A Very Official Poetry Festival
Why Not Abolish Market Street?
The Continuing Destruction of San Francisco
In Praise of Live Music
Bad Painting, Fair Hamlet
The Glass Menagerie
Richard Nixon and Bertrand Russell
Thanksgiving in Yosemite

 

 


 

A Very Official Poetry Festival


Just back from the first National Poetry Festival in Washington last week. I wonder what it accomplished?

Of course, it is nice that the government, as a matter of policy, is now taking notice of the arts, and a large number of school kids now get a chance to see a substantial number of contemporary Shelleys plain, but unlike the ones we stage here it didn’t seem much of a spontaneous expression of the city of Washington.

I thought our last Poetry Festival at the San Francisco Museum had some dreadful spots. Sometimes it gave the impression of Winnemucca trying to be Las Vegas. Nevertheless, it had a widely representative collection of poets and a series of capacity audiences, full of interest in what was going on.

The Washington thing was pretty official. The list was carefully picked for maximum respectability (not too easy a thing to do amongst poets) and was dominated by the now late-middle-aged, self-styled Reactionary Generation. Needless to say there were no Beats present, but they were everywhere in the talks.

These good gray professor poets seem to be terrified of the trick-or-treat antics of three quite harmless and rather ingratiating and ingenuous young men. Or is it that either Ginsberg or Ferlinghetti alone outsell all of them put together?

Of course the reason for the spectacular sales of the Beats is that for better and often for worse, they say things people not only can understand, but want to hear. I don’t remember a Beat performing at the last San Francisco Festival; the audience here has pretty well outgrown the Beats. But this same audience had come confident that it would hear something it not only could understand and wanted to hear, but that expressed it — the audience, that spoke for it and embodied its ideas and emotions in the words of a great art.

Not so in Washington. The atmosphere was a cross between a women’s club and a high school assembly. Questions from the floor were mostly on the level of “Do you-all think your poems up or do they just come to you?” The kids were there because they’d been brought, the housewives because they thought they’d ought.

Some ten years ago someone said of a local poet that he had made poetry a social force in San Francisco. So it is still and more so, but it will take a good many National Poetry Festivals before it ever, if ever, becomes so in Washington.

The reason for this contrast is that, in spite of its faults, its freeways and parking lots and chaotic planning and unimaginative politicians, San Francisco is an organic community still. There is a vital interrelatedness amongst the inhabitants and this finds outlet in living utterance, in the arts or in baseball or in any other group expression.

Washington, by the very conditions of its being, is a less natural community than even Los Angeles. As a community Washington is a political abstraction, and the Poetry Festival was a political abstraction, too, and for the same reasons.

I thank the government for its interest in me. Any time it wants, it can give me a medal or invite me to perform. But I politely decline any more active interest on its part. I do not see any way it can help me in the practice of my art, or any other art.

I am well aware that, as Aristotle would say, the state always strives to maximize its potential. This makes work for the educated who otherwise might become disaffected. But I for one don’t need their projected Department of Fine Arts, even though it will give jobs to all sorts of friends of mine.

Extracted data:
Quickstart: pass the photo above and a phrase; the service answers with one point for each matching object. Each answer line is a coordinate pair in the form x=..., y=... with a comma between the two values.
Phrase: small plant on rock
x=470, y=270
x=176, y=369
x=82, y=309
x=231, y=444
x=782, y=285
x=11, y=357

What you will do:
1. Answer these from the essay on the Washington poetry festival:
(a) Where was the last San Francisco Poetry Festival held?
(b) What does the essay say the atmosphere in Washington was a cross between?
(c) Which two Beats does the essay name?
2. Write out everything in the essay on the Washington poetry festival from "Just back from" down to "city of Washington.".

Answers to the tasks:
1.
(a) At the San Francisco Museum.
(b) A women's club and a high school assembly.
(c) Ginsberg and Ferlinghetti.

2.
Just back from the first National Poetry Festival in Washington last week. I wonder what it accomplished?

Of course, it is nice that the government, as a matter of policy, is now taking notice of the arts, and a large number of school kids now get a chance to see a substantial number of contemporary Shelleys plain, but unlike the ones we stage here it didn’t seem much of a spontaneous expression of the city of Washington.